** ASSIGNMENT **
Send back every record word for word, with nothing missing.
[Start of Attachment]
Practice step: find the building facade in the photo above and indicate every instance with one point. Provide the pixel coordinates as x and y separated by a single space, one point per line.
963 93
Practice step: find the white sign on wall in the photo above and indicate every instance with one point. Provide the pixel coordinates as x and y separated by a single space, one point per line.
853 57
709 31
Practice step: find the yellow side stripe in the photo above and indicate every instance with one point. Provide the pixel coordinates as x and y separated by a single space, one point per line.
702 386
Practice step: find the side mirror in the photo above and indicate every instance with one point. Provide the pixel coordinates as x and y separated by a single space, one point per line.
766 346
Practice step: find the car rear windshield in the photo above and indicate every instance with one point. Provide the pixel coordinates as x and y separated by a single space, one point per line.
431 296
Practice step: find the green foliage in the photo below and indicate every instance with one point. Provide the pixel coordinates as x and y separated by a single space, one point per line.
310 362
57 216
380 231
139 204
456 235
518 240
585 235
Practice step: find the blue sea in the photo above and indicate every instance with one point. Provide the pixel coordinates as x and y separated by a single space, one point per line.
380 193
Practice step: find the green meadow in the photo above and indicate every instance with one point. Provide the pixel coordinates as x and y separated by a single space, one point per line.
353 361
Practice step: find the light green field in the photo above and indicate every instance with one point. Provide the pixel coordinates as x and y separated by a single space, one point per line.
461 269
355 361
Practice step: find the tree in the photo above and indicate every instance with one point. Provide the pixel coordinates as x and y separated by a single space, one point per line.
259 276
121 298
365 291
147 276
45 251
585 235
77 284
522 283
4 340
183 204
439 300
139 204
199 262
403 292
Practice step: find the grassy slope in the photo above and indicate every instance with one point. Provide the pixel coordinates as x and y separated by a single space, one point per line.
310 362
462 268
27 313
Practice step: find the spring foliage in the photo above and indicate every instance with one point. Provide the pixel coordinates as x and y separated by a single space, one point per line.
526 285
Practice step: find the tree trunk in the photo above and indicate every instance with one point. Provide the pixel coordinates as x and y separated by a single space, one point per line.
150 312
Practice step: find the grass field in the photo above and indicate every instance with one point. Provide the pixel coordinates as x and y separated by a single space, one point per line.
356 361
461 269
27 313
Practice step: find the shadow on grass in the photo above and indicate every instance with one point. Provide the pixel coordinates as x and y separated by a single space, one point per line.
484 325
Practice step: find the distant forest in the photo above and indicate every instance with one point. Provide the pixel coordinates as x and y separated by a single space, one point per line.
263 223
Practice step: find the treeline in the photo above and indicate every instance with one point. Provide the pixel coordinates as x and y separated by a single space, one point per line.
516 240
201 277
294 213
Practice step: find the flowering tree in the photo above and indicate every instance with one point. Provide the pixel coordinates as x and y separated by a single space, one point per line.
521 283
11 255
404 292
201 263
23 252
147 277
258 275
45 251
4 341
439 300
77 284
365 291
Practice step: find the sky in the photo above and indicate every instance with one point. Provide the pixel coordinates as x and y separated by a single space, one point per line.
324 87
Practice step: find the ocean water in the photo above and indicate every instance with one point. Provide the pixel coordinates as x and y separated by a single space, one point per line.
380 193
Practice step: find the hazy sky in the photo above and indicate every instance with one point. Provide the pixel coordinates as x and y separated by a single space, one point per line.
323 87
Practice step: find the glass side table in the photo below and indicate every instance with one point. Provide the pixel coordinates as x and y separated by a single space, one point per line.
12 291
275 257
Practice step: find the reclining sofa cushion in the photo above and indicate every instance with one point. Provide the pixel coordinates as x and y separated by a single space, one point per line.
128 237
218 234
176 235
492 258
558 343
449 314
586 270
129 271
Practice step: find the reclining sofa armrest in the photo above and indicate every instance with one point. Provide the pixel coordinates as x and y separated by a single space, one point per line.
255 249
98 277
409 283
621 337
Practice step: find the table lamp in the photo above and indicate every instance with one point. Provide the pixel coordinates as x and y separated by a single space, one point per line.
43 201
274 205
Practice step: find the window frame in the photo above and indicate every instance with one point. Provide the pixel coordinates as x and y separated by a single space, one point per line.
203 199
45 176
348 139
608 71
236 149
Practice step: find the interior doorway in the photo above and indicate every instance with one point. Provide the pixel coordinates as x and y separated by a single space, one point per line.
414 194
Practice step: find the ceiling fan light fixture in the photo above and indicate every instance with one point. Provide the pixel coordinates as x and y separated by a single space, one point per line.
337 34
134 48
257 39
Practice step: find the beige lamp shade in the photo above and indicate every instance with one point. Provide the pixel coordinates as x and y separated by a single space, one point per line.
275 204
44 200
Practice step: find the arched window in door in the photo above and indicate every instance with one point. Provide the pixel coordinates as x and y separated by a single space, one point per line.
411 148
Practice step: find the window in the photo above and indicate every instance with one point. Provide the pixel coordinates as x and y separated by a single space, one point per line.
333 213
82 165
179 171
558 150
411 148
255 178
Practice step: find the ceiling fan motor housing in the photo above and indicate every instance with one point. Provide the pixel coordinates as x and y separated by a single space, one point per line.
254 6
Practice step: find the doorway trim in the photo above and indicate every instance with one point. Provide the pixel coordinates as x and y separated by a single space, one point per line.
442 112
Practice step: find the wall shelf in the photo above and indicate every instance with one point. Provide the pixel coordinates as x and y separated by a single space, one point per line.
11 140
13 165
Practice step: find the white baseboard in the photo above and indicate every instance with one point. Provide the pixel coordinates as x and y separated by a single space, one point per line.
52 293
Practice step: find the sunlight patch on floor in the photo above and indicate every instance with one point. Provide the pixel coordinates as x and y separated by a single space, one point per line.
[End of Attachment]
** OUTPUT **
Practice step: find the building facade in the photo above and indicate every instance with one point. Provide the pixel coordinates as x and y separated by a single space, one point per line.
963 93
Practice step: find the white sign on wall in the photo above and indicate every instance with one point. Provide the pixel coordinates as x and y separated by a single space, one point per line.
853 57
709 31
Practice step: find the yellow side stripe in the photo above and indicate every instance with one point. Provide the pixel coordinates as x and y separated by a single space, one point per line.
702 386
Practice step: find the side mirror in the photo above and indicate every instance with one point. Provide the pixel coordinates as x and y separated by a single space, one point per line.
766 346
Practice step: find the car rear windshield in the photo above and indicate every instance with one point. Provide the pixel coordinates as x and y separated by a single space, one point per line.
431 296
Practice step: find the green foliage in the photo below and indicate every instance with one point. Provide the pixel coordinates as x and y separated by a single space, one point per line.
310 362
57 216
380 231
139 204
456 235
518 240
585 235
Practice step: find the blue sea in the photo above and indicate every instance with one point. Provide the pixel coordinates as x and y separated by a single space, one point per line.
380 193
Practice step: find the green meadow in the photo above and indicate every instance with one point. Provide the pixel coordinates as x and y separated by a single space, one point per line.
353 361
Practice step: find the light green field in the photo above and indicate every instance with one point. Provide the pixel coordinates as x and y separated by a single space, one point per line.
461 269
355 361
Practice step: find the tree in the photo above and indicate every instance with one point. Provide the pixel coordinates as x and y separated by a single space, one point per line.
259 276
121 298
365 291
147 276
45 251
585 235
77 284
522 283
4 340
183 204
439 300
139 204
199 262
403 292
Practice step: find the grassy slope in the photo above and indicate every instance with one point. Provide the pixel coordinates as x and y separated by a single space, one point per line.
310 362
462 268
27 313
Practice step: find the spring foliage in the photo above and indicate every instance with one point. Provide the pixel coordinates as x and y separated by a single space, one point per line.
526 285
Practice step: find the tree trunk in the photo above and indicate every instance with one point. Provide the pixel coordinates as x and y separated by a single space, one point per line.
150 312
Practice step: find the grass field in the photo above and indicate every instance with one point. Provide the pixel coordinates as x and y separated by a single space, one point per line.
356 361
461 269
27 313
Practice step: find the shadow on grass in the photo above and indicate every instance with one point. Provide the pixel coordinates as x and y separated by a single space, one point per line.
484 325
Practice step: find the distant forest in the photo above and indicate every instance with one point. Provide the pixel coordinates as x and y separated by a single space, one point per line.
263 223
Practice step: find the treeline in the photo above and indicate every instance with one point. Provide the pixel coordinates as x and y separated by a single space, one point per line.
516 240
201 277
294 213
Practice step: find the flowering tree in the photo above and indicate every instance with one point. Provide the pixel coordinates as x and y separated by a single space, one point per line.
521 283
11 255
404 292
201 263
23 252
147 277
258 275
45 251
4 341
439 300
77 284
365 291
Practice step: find the sky in the photo above and indicate every instance with one point. Provide the pixel coordinates as x and y separated by a single space, one point per line.
324 87
Practice step: find the ocean water in the photo above and indicate every instance with one point. Provide the pixel coordinates as x and y separated by a single space, one point per line.
380 193
Practice step: find the hazy sky in the photo above and indicate every instance with one point. Provide the pixel coordinates as x and y separated by a single space, one point per line.
323 87
Practice step: find the glass side table in the photo below and indicate every instance with one point. Provide the pixel coordinates as x and y separated by a single space, one point per line.
12 291
275 257
Practice step: find the reclining sofa cushion in the photo above and indicate every instance with one point. Provide the pixel coordinates as x and y separated by a single space, one point per line.
128 237
218 234
176 235
492 258
558 343
449 314
586 270
129 271
Practice step: find the reclining sofa armrest in the photo above and indicate every instance with one point. Provide the pixel coordinates as x and y separated by a single space, one point per line.
255 249
98 277
409 283
621 337
Practice step: find the table lamp in the photo above and indicate every instance with one point. Provide the pixel coordinates as x and y separated by a single space, one point per line.
43 201
274 205
Practice step: find the window frame in the photo above and indicate every instance with one point. Provide the pixel coordinates as x and y separated by a single space, one point per line.
203 199
45 176
348 139
608 71
236 149
Practice step: find the interior doorway in the photo above and indicate every instance with one point. Provide the pixel coordinates as x and y separated by a single space, one point per line.
414 194
Practice step: find the ceiling fan light fixture in the photo above and indicate every instance with one point. Provide the pixel coordinates as x and y separated by a single space, one point per line.
337 34
134 48
257 39
Practice step: find the beige lamp shade in the photo above and indicate every instance with one point. Provide the pixel coordinates as x and y separated by a single space, one point per line.
275 204
44 200
Practice step: find the arched window in door in the photo above and indicate every instance with one point. Provide the pixel coordinates as x and y separated by a single space, one point per line.
411 148
Practice step: find the window in the photo above and indicate every instance with one point. Provide the pixel coordinates as x and y separated by a single space, one point per line.
333 213
82 165
179 171
558 150
411 148
255 178
Practice step: find the ceiling fan motor housing in the photo above and indicate every instance with one point. Provide the pixel coordinates as x and y separated by a single space, one point per line.
254 6
Practice step: find the doorway trim in the photo above and indicate every instance with one point. Provide the pixel coordinates as x and y separated by a single space, one point per line.
442 112
Practice step: find the wall shelf in the photo above and indicate every instance with one point. Provide the pixel coordinates as x and y separated by a single space, one point per line.
11 140
13 165
Practice step: find the white baseboard in the photo above and indicate every instance with one point. Provide the pixel coordinates as x and y separated by a single space, one point per line.
52 293
Practice step: find the sunlight patch on floor in the photo above and indicate every instance with one point. Provide the pixel coordinates as x and y separated by a single space, one point per line.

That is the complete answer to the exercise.